**DO THIS**
Repeat word for word everything from the line containing "Where can the white face" to the end of the listing, first and last lines included, and only that.

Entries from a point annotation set
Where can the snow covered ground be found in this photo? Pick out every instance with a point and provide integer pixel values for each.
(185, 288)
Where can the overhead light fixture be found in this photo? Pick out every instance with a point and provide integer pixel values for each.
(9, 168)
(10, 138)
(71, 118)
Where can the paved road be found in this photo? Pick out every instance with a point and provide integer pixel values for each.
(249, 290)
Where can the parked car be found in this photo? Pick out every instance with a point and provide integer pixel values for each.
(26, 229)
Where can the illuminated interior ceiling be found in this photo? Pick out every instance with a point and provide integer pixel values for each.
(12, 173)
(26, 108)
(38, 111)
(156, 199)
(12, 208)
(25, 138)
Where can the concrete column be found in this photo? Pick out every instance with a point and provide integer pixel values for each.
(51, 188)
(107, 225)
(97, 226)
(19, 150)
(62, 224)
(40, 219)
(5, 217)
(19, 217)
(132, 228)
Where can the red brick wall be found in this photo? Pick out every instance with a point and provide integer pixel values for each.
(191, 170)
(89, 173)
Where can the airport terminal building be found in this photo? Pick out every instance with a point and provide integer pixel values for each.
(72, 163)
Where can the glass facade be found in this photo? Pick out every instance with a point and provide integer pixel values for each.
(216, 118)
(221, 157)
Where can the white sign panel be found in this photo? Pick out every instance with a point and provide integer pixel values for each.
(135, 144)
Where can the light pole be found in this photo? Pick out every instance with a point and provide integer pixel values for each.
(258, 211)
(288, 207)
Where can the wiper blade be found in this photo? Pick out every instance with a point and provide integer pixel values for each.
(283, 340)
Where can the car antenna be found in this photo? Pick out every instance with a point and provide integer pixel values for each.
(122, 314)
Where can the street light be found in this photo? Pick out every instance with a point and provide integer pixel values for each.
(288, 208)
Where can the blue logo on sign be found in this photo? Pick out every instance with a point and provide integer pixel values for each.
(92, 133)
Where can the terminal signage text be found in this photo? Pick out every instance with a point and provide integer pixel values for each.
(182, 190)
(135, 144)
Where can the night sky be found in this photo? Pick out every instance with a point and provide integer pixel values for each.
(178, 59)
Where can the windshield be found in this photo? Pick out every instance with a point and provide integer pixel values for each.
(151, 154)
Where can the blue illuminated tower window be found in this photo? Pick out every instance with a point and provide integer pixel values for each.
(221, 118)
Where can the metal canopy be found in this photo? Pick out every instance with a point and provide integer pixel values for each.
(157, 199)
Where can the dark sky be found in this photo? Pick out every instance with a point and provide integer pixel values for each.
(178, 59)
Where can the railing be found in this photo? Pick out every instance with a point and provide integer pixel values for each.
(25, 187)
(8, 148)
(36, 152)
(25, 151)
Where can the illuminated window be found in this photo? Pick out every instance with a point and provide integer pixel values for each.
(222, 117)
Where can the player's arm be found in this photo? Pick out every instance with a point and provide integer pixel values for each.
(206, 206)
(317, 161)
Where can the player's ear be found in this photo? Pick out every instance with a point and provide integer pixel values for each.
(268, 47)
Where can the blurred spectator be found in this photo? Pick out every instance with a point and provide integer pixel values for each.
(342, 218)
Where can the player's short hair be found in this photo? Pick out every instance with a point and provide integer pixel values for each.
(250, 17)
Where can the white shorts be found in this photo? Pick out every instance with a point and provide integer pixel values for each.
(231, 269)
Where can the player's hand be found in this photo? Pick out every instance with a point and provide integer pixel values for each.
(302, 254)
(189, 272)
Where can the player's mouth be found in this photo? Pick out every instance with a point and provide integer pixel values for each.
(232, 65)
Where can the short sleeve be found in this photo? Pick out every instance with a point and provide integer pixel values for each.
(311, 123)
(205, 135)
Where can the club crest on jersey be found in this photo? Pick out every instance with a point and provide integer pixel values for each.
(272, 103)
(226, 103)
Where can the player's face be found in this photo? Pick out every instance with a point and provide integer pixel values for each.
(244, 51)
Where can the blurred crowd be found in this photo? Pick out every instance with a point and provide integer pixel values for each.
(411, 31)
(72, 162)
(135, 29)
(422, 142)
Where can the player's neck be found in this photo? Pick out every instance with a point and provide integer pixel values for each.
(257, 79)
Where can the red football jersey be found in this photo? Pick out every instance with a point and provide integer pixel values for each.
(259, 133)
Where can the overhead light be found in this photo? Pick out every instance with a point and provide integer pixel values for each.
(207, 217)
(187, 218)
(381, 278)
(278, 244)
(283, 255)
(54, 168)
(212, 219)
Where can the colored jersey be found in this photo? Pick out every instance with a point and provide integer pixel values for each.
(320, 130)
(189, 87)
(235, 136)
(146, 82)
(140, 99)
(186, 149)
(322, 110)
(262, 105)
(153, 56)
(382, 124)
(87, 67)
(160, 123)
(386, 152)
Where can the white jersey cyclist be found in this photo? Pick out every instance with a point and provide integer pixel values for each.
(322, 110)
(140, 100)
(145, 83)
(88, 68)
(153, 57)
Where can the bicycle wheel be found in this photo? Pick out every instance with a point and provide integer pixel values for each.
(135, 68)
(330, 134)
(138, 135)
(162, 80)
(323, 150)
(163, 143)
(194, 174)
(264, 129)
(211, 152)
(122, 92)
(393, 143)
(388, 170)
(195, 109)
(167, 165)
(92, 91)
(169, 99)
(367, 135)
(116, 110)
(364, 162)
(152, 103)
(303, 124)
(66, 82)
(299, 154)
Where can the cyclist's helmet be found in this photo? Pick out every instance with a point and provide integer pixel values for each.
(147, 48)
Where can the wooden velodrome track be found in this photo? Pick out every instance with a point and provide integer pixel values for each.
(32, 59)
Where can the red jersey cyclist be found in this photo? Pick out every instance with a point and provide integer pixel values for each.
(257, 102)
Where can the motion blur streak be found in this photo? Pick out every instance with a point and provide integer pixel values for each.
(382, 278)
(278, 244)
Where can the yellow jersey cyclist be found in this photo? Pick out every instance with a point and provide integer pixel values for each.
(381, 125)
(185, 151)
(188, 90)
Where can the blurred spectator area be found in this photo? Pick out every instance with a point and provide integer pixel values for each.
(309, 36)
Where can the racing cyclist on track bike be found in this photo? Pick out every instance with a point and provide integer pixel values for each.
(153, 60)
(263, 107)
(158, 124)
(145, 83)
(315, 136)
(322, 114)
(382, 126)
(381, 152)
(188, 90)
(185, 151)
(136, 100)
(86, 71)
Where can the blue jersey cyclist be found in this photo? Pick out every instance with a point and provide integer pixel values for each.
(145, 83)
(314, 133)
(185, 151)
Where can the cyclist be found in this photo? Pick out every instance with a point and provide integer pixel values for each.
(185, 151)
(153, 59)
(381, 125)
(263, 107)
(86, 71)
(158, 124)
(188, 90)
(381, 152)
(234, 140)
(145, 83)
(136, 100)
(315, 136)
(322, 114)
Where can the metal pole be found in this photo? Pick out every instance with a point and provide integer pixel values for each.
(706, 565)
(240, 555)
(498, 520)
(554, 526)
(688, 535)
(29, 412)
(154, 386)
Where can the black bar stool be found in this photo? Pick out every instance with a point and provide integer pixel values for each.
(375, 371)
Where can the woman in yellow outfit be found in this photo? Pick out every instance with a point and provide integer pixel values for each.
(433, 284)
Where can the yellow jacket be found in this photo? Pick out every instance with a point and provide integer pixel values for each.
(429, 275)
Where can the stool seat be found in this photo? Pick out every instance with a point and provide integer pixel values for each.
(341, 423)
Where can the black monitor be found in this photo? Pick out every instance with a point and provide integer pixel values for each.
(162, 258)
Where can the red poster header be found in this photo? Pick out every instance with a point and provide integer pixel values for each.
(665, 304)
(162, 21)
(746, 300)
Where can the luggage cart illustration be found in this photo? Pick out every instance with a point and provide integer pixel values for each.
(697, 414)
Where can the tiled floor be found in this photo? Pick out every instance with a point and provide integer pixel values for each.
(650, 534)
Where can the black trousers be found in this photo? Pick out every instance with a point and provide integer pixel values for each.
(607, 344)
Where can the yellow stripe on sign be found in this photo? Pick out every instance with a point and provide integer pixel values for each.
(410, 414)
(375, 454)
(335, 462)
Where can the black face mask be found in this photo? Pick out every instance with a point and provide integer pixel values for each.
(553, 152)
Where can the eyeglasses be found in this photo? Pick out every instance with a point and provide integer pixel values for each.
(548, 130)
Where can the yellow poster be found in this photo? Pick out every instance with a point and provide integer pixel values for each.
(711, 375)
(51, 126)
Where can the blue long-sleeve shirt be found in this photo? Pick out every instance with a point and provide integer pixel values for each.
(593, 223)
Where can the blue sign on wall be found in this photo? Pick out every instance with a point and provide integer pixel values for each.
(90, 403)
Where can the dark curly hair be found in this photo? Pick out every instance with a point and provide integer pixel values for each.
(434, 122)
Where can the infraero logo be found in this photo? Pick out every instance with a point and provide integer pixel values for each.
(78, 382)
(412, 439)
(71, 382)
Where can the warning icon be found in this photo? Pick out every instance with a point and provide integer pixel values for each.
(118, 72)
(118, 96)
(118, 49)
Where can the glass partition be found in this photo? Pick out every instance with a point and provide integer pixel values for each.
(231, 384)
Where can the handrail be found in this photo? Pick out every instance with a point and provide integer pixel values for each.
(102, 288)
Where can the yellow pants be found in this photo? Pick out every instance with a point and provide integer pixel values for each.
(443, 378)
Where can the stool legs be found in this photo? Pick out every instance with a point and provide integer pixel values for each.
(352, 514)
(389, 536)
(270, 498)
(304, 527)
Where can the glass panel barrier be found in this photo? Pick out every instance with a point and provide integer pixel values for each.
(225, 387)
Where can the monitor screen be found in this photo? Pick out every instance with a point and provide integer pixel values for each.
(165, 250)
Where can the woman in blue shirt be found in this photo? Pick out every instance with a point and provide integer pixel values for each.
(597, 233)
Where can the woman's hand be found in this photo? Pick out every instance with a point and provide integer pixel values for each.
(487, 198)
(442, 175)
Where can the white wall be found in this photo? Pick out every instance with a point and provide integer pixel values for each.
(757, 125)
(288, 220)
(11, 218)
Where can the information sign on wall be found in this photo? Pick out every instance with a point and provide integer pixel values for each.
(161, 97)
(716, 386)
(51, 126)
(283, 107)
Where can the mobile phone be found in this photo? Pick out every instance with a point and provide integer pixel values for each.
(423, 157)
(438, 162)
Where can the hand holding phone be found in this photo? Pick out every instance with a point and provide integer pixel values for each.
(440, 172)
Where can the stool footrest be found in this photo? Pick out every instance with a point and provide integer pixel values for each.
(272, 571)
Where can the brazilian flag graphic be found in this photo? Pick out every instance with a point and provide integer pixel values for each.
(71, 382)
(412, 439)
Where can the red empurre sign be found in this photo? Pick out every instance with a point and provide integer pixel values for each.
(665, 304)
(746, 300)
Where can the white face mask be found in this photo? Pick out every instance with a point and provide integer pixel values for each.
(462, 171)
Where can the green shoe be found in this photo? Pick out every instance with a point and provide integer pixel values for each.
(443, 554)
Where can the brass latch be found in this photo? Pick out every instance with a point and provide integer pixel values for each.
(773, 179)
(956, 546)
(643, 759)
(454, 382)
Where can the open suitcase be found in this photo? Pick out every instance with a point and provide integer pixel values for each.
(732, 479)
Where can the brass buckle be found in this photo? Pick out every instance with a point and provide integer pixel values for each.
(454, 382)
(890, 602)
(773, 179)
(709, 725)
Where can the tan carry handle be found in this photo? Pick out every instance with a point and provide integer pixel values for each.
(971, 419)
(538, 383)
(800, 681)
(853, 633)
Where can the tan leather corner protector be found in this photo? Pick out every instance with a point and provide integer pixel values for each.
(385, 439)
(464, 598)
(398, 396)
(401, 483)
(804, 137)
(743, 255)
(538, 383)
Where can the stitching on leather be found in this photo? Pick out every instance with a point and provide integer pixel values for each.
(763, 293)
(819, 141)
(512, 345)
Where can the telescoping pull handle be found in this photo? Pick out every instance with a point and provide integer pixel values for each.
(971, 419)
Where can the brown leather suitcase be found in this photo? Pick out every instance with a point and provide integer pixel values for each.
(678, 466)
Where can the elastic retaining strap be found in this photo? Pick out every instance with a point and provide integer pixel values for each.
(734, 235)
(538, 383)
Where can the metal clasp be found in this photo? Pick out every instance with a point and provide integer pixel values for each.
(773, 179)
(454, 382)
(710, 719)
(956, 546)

**RESULT OF THIS TASK**
Where can the white face mask be found in this photo? Pick out every instance with a point and provide integer pixel values for each.
(462, 171)
Where can the green shoe be found in this photo? Pick out every instance with a point and provide integer pixel values for each.
(443, 554)
Where can the brass latch be found in this photo? Pick out every instance with a point and provide integer pixel values for each.
(773, 179)
(956, 546)
(643, 759)
(454, 382)
Where can the open suitcase be found in this photo? Pick out every instance with a point and provide integer pixel values for each.
(732, 479)
Where can the brass buckle be found in this photo? Pick out every instance with a point and provide integer pixel values for each.
(454, 382)
(890, 602)
(773, 179)
(709, 725)
Where can the tan carry handle be found in this photo? Pick out every instance with a point and provide integer pixel values for each.
(971, 419)
(538, 383)
(800, 681)
(853, 633)
Where can the tan leather corner protector be found in this photo? Pick out every instance with a point and provide integer pixel values for each.
(385, 439)
(464, 598)
(398, 396)
(401, 483)
(804, 137)
(743, 255)
(538, 383)
Where can the stitching on leather be found in this photo? Pick out every instance with a point and provide integer pixel values for each.
(763, 293)
(819, 141)
(512, 345)
Where can the telescoping pull handle be found in this photo? Pick out every instance with a point and provide integer pixel values for each.
(971, 419)
Where can the brown leather suitcase be found in this photo? Pick out every instance with a point and provide integer pixel values for each.
(678, 466)
Where can the elastic retaining strap be found in this photo? Pick out every instance with a point and provide integer pixel values for each.
(734, 235)
(538, 383)
Where can the metal clasp be found in this photo? Pick out every instance with a point and provide integer pixel values for each.
(773, 179)
(454, 382)
(710, 719)
(956, 546)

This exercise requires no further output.